Délicieuse Phryné ! Comment un tel bijou a pu disparaitre du 
répertoire alors qu’il fut l’un des succès les plus immédiats de son 
auteur en 1893, avant qu’André Messager ne contribue à sa large 
diffusion en composant des récitatifs, sur la demande de Saint‑Saëns, 
trois ans plus tard ? La Première Guerre mondiale et les traumatismes 
qu’elle a engendrée mirent un coup d’arrêt brutal à la carrière de cet 
opéra comique, dont la facétie piquante et étourdissante reste attachée à
 la légèreté insouciante de la « Belle époque ». Dans la continuité des 
célébrations, en 2021, du centenaire de la mort du compositeur, c’est 
donc là l’occasion de découvrir ce chef‑d’œuvre de concision (un peu 
plus d’une heure de musique), d’esprit et de finesse dans les conditions
 modernes des résurrections orchestrées par les équipes du Palazzetto 
Bru Zane : qualité superlative de l’enregistrement sonore, soin apporté à
 l’articulation à la diction, et toujours cette impeccable édition en 
luxueux livre‑disque (avec des textes passionnants de contextualisation,
 dus cette fois à Alexandre Dratwicki, Vincent Giroud, Pierre Siéré et 
Félix Régnier).

**Questions d'étude:**
[1] Pouvez-vous résumer en deux phrases le texte sur Phryné ?
[2] Pourriez-vous poursuivre le texte sur Phryné à partir de sa dernière phrase ?

Données de localisation de points
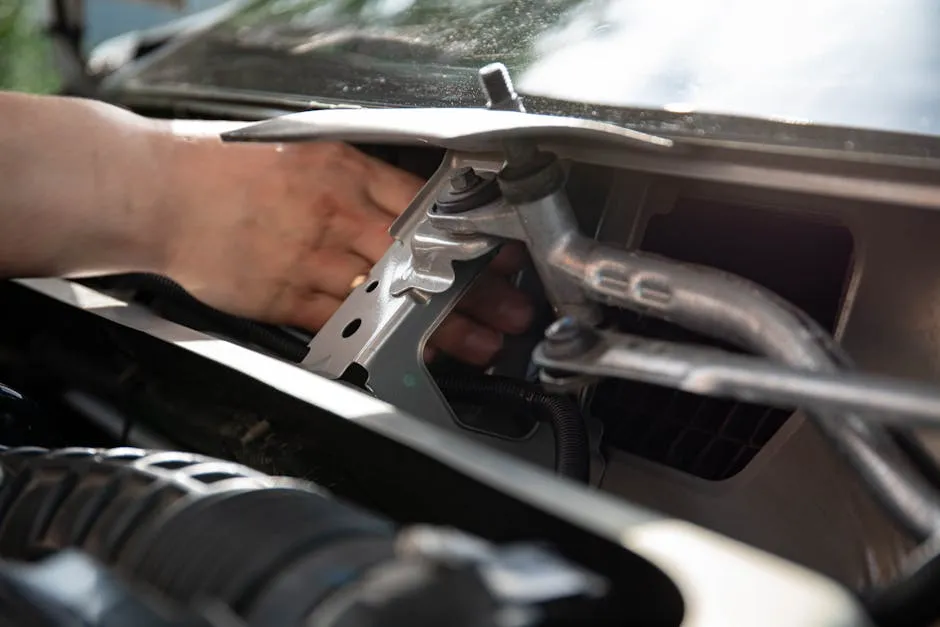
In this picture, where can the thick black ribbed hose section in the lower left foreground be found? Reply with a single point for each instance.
(190, 527)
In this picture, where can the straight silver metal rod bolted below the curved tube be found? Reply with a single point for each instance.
(712, 372)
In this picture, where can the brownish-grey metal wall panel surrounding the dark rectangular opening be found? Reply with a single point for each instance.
(796, 498)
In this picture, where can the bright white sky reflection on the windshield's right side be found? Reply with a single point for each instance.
(825, 60)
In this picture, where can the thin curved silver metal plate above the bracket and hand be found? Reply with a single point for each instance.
(466, 129)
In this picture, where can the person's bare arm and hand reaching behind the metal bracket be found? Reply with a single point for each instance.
(277, 233)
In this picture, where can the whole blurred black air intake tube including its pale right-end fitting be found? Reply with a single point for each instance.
(274, 551)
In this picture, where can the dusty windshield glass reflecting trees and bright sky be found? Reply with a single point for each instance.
(869, 64)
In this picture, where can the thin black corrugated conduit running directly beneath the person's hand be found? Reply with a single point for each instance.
(267, 337)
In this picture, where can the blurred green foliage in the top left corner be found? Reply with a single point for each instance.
(26, 61)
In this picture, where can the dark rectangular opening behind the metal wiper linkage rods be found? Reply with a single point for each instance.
(803, 258)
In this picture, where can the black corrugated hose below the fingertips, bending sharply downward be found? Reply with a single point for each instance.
(572, 453)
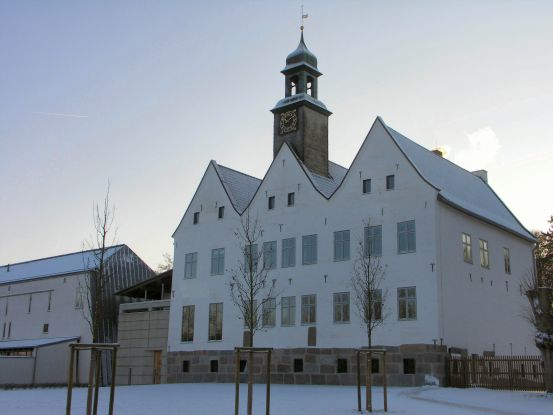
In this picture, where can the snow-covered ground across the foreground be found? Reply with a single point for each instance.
(209, 398)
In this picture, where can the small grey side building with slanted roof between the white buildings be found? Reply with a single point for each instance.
(143, 330)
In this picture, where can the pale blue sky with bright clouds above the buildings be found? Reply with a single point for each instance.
(145, 93)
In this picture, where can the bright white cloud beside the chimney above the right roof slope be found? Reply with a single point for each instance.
(483, 146)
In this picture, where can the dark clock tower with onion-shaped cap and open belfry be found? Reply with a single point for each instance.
(300, 118)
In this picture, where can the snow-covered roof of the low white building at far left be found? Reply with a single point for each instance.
(47, 267)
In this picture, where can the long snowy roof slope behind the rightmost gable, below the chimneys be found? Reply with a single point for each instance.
(457, 186)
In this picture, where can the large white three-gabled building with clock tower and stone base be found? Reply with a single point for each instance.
(454, 253)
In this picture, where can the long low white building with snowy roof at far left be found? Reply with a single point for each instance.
(43, 307)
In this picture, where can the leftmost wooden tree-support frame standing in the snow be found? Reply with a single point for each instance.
(94, 375)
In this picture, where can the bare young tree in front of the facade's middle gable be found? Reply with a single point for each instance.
(249, 290)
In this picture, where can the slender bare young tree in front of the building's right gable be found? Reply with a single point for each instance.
(366, 280)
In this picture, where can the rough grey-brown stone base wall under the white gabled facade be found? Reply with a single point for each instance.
(319, 366)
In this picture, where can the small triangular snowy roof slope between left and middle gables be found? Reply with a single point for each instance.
(240, 187)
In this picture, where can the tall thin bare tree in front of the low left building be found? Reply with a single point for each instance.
(98, 274)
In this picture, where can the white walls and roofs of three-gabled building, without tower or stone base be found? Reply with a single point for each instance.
(461, 304)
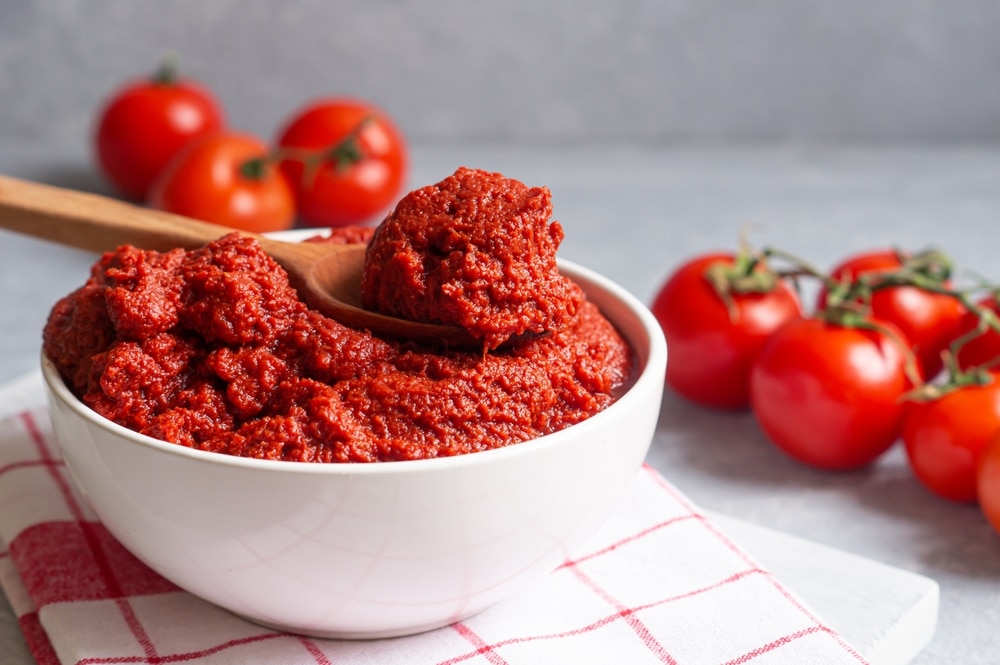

**Réponses attendues:**
[1] Phryné, opéra comique qui fut en 1893 l'un des succès les plus immédiats de son auteur et qu'André Messager contribua à diffuser trois ans plus tard en composant des récitatifs, vit sa carrière brutalement interrompue par la Première Guerre mondiale. Dans la continuité des célébrations du centenaire de la mort du compositeur en 2021, les équipes du Palazzetto Bru Zane permettent de redécouvrir cette œuvre concise, spirituelle et fine, grâce à un enregistrement de qualité superlative et à une luxueuse édition en livre-disque.

[2]
On peine aujourd’hui à imaginer Saint‑Saëns dans la veine comique, alors que son célèbre Carnaval des animaux
 plaide en sa faveur de ce point de vue. Le titre de l’ouvrage n’est 
guère vendeur aussi, alors qu’en réalité le compositeur transpose une 
intrigue certes inoffensive mais toujours charmante, en son contexte 
chéri de l’Antiquité. Il ne faut chercher ici aucune satire à l’ivresse 
farfelue dans le style d’Orphée aux Enfers d’Offenbach ou La Belle Hélène,
 mais plutôt se délecter d’une musique bondissante et aérienne, qui fit à
 juste titre l’admiration de Gounod, modèle évident en matière de 
raffinement dans l’allégement orchestral. Il faut dire que la direction 
d’Hervé Niquet, décidément très à l’aise dans ce répertoire, est un 
modèle d’équilibre, donnant autant des tempi vifs dans les parties 
endiablées que plus apaisés lors des délicieux élans amoureux entre 
Phryné et Nicias.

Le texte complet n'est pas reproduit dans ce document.